— START Records to process —

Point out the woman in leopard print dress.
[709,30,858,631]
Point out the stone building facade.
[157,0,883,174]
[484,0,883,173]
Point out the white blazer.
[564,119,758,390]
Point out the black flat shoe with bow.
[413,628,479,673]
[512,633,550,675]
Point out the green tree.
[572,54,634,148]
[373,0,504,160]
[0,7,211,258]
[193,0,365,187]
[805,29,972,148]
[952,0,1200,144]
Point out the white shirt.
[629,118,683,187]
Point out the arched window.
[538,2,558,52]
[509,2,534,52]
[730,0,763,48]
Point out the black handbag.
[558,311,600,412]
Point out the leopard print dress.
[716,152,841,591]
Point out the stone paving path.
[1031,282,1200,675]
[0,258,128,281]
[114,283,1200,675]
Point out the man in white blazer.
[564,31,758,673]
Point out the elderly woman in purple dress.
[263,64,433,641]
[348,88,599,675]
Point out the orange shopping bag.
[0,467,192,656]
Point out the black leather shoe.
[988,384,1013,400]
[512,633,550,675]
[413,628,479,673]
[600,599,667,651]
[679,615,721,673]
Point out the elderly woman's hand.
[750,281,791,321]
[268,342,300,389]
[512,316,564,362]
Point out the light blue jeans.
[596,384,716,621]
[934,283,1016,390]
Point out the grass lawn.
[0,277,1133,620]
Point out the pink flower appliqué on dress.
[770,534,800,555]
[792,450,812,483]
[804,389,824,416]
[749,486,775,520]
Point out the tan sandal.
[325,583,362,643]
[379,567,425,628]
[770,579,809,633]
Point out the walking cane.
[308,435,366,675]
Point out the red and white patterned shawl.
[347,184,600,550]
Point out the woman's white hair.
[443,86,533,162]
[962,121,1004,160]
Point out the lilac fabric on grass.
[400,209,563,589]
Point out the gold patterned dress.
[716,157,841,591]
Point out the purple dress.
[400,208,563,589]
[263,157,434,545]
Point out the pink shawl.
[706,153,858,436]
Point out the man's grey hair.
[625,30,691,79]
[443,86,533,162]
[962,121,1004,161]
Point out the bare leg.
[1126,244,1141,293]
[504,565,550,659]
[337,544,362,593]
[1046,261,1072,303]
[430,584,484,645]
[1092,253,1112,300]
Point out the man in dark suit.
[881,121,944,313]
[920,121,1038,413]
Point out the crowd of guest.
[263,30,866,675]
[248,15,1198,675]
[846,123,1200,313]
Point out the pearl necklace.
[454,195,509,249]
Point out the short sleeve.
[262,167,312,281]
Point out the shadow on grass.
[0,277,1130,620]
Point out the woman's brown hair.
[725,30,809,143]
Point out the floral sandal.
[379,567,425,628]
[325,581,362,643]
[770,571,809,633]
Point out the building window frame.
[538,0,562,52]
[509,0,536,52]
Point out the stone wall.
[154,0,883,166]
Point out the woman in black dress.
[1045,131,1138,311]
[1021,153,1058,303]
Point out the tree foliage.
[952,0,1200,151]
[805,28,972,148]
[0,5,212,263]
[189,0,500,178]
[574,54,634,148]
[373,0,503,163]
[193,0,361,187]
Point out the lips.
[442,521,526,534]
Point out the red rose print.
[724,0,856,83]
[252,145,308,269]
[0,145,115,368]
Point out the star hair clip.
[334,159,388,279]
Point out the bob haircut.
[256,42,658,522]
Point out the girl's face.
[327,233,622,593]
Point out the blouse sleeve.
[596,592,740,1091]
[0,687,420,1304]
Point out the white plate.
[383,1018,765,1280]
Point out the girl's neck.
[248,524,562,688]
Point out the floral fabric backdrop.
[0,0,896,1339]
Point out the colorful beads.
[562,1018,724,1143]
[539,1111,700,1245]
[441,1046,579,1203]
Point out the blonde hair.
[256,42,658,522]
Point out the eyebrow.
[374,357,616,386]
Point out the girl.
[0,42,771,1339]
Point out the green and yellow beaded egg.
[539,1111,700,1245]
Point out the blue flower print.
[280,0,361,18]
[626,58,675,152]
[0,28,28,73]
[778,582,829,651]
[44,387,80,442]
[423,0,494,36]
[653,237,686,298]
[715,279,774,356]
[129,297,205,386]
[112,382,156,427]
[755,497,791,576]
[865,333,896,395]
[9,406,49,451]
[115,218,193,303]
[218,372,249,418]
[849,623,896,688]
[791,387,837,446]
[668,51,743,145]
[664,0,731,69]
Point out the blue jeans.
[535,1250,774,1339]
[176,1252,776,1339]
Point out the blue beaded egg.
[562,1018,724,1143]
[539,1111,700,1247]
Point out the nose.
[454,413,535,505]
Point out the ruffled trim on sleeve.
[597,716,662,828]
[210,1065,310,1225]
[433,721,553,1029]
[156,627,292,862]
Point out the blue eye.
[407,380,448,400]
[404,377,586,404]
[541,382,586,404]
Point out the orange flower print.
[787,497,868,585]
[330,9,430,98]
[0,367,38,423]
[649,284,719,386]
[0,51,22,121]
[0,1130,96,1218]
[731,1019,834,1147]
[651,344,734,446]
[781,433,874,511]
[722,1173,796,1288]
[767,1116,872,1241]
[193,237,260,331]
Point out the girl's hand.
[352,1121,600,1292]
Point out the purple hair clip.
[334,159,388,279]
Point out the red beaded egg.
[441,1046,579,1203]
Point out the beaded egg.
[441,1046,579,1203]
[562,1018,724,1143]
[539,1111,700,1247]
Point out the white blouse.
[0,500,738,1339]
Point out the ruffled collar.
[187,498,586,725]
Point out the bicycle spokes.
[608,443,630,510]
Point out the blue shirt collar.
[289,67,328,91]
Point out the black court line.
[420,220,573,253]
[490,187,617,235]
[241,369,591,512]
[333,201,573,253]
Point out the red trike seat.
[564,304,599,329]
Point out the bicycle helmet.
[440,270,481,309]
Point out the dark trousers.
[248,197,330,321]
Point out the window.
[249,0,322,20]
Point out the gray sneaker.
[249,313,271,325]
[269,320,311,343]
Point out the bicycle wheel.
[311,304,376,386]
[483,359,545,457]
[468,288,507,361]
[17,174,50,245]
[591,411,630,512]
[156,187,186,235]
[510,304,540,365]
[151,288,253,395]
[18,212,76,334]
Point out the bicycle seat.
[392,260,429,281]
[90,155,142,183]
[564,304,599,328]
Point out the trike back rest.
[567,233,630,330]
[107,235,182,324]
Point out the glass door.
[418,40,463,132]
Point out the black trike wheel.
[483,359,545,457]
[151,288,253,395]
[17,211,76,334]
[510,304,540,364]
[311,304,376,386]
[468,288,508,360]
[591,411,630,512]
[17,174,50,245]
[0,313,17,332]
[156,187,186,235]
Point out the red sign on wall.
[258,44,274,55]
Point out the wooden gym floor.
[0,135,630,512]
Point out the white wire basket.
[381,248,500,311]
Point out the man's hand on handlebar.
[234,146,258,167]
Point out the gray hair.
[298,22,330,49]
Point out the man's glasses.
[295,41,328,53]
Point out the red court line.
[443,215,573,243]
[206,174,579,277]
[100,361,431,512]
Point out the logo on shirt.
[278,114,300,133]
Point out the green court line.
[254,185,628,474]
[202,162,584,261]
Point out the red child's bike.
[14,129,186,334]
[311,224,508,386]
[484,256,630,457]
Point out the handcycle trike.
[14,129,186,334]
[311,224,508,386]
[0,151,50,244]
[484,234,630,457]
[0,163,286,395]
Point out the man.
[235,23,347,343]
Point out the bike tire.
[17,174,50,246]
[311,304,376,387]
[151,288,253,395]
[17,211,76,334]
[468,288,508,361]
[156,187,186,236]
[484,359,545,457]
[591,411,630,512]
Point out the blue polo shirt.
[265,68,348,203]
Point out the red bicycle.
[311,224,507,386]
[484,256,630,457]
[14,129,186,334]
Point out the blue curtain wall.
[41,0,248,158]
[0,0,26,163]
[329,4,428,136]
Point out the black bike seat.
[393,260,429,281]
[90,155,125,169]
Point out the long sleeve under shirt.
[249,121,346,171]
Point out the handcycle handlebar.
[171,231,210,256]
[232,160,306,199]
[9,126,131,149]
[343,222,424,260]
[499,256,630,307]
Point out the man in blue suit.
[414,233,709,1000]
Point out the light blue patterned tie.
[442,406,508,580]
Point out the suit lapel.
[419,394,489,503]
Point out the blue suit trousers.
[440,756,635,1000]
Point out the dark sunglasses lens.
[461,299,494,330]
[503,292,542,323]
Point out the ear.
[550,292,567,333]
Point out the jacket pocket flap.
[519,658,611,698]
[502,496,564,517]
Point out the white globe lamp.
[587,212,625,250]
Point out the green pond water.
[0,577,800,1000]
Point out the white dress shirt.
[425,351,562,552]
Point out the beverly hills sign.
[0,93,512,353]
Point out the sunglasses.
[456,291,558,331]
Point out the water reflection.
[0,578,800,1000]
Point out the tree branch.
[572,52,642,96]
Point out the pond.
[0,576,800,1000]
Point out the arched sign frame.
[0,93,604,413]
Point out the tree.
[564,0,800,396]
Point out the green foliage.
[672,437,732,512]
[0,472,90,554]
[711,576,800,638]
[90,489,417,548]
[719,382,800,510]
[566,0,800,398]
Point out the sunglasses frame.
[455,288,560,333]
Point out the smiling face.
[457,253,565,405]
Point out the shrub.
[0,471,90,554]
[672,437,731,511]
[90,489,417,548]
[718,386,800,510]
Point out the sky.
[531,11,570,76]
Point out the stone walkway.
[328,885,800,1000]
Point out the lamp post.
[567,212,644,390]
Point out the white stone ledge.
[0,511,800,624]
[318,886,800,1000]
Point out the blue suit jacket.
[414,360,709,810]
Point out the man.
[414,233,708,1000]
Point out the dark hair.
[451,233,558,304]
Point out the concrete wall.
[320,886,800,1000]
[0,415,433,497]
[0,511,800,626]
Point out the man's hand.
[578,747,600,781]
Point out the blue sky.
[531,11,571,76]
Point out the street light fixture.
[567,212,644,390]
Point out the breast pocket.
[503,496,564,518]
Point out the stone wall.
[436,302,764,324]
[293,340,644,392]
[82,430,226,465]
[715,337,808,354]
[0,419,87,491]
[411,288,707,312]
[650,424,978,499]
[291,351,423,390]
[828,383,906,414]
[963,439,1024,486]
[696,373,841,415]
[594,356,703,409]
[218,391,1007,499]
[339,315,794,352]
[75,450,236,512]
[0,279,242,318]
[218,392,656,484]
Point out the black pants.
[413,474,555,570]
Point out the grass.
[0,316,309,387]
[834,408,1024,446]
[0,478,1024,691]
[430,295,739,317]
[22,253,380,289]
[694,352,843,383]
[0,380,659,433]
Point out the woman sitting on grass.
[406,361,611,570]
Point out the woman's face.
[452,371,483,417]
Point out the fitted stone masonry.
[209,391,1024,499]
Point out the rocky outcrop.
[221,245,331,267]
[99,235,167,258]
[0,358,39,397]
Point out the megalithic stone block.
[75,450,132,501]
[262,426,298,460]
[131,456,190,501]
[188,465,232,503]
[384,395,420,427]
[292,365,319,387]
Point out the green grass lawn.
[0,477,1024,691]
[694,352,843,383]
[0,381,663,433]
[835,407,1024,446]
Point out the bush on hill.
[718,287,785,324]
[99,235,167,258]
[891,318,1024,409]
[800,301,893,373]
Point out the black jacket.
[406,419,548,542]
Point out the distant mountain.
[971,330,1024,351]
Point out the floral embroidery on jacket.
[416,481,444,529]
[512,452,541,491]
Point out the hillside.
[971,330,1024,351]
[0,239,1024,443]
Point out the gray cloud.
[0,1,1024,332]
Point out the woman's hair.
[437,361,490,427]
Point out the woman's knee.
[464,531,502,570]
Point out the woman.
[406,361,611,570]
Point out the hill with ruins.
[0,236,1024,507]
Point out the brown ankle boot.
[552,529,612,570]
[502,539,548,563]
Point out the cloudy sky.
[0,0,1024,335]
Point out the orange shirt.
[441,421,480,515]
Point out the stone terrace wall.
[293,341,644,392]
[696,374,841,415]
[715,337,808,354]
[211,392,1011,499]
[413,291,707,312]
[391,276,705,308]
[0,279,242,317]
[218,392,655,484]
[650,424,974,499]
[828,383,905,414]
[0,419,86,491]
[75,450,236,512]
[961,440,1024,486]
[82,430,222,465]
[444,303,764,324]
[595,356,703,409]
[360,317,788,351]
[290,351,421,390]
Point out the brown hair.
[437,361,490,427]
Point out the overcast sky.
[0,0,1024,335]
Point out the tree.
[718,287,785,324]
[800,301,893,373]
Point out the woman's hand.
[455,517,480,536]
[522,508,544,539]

— END Records to process —

# [Exercise prompt]
Reproduce the data from its first line through the line containing "[730,0,763,48]", including both ends and every request. Shift each bounding-box coordinate by adding 66 to it.

# [Complete output]
Point out the woman in leopard print dress.
[775,96,924,697]
Point out the stone building facade.
[223,66,949,240]
[550,66,949,239]
Point out the white blazer.
[630,185,824,456]
Point out the black flat shoe with bow.
[479,694,545,739]
[578,699,616,741]
Point out the green tree.
[638,120,700,214]
[439,66,570,226]
[66,73,277,324]
[259,66,431,253]
[871,95,1038,214]
[1018,66,1266,210]
Point out the white shirt.
[695,184,749,253]
Point out the arched window.
[604,68,624,118]
[575,68,600,118]
[796,66,829,114]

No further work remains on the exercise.